» **Work to do**
Please rewrite the part of the data that opens with the line containing "the white wall" and runs through the end of the data, swapping "dot" for "marker" and leaving everything else unchanged.
### Provided entries
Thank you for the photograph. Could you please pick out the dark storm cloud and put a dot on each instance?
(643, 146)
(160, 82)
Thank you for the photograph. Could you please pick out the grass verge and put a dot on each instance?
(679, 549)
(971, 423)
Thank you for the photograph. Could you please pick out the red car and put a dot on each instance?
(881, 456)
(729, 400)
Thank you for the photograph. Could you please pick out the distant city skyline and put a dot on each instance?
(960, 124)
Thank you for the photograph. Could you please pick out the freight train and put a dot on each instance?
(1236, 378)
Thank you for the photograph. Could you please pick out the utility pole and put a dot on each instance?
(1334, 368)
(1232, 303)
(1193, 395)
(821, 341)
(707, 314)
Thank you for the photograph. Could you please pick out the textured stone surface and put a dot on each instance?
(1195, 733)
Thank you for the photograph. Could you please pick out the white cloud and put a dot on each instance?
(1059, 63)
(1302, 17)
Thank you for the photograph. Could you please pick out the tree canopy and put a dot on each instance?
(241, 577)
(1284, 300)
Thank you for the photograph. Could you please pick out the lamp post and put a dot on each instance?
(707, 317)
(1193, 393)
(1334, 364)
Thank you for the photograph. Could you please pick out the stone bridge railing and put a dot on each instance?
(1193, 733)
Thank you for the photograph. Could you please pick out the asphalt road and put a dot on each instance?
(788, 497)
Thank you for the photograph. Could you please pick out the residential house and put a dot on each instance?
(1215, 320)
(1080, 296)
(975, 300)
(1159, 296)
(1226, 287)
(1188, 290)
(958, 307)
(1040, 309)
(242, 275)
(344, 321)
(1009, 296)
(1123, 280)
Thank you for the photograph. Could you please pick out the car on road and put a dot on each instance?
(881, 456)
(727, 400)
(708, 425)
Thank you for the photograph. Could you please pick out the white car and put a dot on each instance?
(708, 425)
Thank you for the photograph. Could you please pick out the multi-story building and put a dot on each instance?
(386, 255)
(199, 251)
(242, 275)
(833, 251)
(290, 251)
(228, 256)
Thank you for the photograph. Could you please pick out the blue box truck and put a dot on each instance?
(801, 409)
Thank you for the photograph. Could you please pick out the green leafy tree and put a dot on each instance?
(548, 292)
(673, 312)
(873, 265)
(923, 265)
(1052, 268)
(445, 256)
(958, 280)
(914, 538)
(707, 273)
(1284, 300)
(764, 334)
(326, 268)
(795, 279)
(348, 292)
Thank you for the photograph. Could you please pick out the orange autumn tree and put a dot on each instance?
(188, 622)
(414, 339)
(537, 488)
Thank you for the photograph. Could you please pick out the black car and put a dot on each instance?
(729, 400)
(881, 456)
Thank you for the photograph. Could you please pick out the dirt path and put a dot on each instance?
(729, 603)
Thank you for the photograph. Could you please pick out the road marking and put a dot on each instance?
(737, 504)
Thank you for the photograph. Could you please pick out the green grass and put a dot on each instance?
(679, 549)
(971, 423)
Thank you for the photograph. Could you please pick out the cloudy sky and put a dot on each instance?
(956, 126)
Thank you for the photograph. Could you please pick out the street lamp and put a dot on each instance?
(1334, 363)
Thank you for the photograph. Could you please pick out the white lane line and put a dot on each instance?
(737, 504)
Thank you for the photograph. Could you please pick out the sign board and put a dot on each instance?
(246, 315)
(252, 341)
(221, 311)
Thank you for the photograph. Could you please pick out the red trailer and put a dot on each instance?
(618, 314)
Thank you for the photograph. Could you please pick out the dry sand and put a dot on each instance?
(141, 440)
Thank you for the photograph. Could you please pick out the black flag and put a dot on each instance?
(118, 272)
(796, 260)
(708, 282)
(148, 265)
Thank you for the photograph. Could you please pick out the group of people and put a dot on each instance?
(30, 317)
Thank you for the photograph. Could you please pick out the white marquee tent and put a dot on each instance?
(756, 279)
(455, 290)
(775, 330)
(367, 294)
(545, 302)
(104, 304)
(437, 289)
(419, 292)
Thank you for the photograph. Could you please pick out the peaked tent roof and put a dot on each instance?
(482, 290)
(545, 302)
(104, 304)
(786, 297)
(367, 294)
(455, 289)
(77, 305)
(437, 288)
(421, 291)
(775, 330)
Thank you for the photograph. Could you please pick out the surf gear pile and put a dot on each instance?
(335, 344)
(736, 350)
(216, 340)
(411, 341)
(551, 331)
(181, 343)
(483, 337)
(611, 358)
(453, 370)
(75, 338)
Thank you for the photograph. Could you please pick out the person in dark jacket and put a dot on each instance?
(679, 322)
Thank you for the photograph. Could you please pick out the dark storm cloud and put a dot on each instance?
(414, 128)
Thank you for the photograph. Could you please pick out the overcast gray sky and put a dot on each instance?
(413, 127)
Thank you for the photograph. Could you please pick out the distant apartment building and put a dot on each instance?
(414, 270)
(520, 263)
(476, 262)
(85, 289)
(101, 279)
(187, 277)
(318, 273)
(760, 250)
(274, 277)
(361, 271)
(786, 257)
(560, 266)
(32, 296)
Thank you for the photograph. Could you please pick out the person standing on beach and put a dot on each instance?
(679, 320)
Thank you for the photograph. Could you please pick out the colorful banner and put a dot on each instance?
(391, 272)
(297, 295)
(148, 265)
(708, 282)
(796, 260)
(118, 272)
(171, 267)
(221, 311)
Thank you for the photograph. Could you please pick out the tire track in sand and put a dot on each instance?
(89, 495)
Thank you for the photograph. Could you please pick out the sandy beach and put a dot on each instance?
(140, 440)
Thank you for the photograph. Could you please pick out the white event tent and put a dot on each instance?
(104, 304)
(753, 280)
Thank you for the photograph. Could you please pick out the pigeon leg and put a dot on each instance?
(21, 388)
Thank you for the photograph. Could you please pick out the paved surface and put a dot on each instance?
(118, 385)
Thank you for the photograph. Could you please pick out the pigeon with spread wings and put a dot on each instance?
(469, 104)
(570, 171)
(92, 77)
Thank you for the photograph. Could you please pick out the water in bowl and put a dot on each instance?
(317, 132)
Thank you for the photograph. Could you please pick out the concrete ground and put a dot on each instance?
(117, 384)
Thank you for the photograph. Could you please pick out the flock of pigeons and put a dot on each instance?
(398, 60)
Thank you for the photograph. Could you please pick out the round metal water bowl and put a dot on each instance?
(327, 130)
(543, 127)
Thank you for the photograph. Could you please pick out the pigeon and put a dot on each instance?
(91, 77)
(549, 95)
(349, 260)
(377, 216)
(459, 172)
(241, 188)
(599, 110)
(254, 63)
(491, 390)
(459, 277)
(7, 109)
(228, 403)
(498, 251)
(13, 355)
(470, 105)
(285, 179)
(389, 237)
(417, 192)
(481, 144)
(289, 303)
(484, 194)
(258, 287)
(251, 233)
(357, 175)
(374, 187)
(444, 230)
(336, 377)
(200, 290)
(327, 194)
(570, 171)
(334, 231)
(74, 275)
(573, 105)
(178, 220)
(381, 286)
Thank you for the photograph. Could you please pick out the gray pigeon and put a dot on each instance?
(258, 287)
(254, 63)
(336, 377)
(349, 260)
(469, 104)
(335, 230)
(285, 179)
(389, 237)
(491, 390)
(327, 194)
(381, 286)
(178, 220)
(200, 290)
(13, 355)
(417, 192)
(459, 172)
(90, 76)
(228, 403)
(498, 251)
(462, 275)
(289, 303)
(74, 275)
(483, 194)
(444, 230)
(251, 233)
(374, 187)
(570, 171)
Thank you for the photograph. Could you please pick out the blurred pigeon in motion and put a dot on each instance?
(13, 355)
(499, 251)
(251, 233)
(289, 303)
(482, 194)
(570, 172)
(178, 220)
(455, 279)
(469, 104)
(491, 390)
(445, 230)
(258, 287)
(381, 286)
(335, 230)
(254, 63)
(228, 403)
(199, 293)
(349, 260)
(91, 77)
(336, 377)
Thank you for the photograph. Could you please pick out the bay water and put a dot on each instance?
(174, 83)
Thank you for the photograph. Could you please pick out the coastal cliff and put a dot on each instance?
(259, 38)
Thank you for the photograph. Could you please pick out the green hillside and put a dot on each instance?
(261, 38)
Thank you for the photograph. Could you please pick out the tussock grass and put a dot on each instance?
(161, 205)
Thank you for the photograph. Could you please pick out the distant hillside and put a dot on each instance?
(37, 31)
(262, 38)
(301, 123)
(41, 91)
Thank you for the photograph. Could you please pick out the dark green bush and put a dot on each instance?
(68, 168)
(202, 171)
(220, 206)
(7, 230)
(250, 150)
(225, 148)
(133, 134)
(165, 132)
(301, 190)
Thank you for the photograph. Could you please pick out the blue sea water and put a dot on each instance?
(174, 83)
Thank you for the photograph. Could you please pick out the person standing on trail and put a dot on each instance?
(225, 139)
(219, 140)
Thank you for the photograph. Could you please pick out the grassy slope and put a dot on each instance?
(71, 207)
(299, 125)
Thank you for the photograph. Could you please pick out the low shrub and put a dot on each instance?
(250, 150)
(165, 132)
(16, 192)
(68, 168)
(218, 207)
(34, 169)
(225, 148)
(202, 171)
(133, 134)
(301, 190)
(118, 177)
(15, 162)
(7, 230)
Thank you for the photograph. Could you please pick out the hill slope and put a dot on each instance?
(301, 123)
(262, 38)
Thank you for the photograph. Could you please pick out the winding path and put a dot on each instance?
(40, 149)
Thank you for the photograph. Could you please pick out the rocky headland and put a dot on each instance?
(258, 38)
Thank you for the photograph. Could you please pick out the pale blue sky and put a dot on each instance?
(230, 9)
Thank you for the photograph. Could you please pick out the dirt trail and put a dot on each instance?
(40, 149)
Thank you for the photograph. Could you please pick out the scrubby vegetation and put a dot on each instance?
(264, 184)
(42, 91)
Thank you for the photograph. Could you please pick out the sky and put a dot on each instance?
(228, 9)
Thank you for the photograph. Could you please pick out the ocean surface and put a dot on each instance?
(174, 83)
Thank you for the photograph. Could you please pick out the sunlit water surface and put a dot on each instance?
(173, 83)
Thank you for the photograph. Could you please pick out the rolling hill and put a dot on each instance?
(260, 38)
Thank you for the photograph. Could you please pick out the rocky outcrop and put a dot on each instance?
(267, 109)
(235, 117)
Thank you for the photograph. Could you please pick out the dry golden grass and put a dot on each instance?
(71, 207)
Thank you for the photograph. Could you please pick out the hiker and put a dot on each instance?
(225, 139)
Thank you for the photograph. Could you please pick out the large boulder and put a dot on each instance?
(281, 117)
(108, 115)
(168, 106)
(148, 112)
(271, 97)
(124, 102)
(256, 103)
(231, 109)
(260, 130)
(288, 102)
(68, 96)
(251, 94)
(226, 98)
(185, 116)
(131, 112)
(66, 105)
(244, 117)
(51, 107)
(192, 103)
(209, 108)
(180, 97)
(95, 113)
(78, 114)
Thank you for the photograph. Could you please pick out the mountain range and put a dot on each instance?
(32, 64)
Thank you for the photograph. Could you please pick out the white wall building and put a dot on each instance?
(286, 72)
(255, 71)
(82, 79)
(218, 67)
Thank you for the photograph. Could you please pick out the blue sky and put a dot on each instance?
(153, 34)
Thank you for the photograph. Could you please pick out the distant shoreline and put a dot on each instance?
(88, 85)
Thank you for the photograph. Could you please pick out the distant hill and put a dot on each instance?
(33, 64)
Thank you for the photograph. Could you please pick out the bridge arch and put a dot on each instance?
######
» **Result below**
Thank you for the photograph. Could you please pick out the white wall building and put a marker on each instance?
(286, 72)
(255, 71)
(82, 79)
(218, 67)
Thank you for the photograph. Could you please pick out the blue sky and put a marker on each instance?
(153, 34)
Thank you for the photograph. Could you please pick out the distant shoreline and put a marker on each instance?
(88, 85)
Thank you for the photograph. Could you please pick out the distant hill and put a marker on each instance?
(33, 64)
Thank you for the photograph. Could you please pick out the bridge arch and put a marker on each instance?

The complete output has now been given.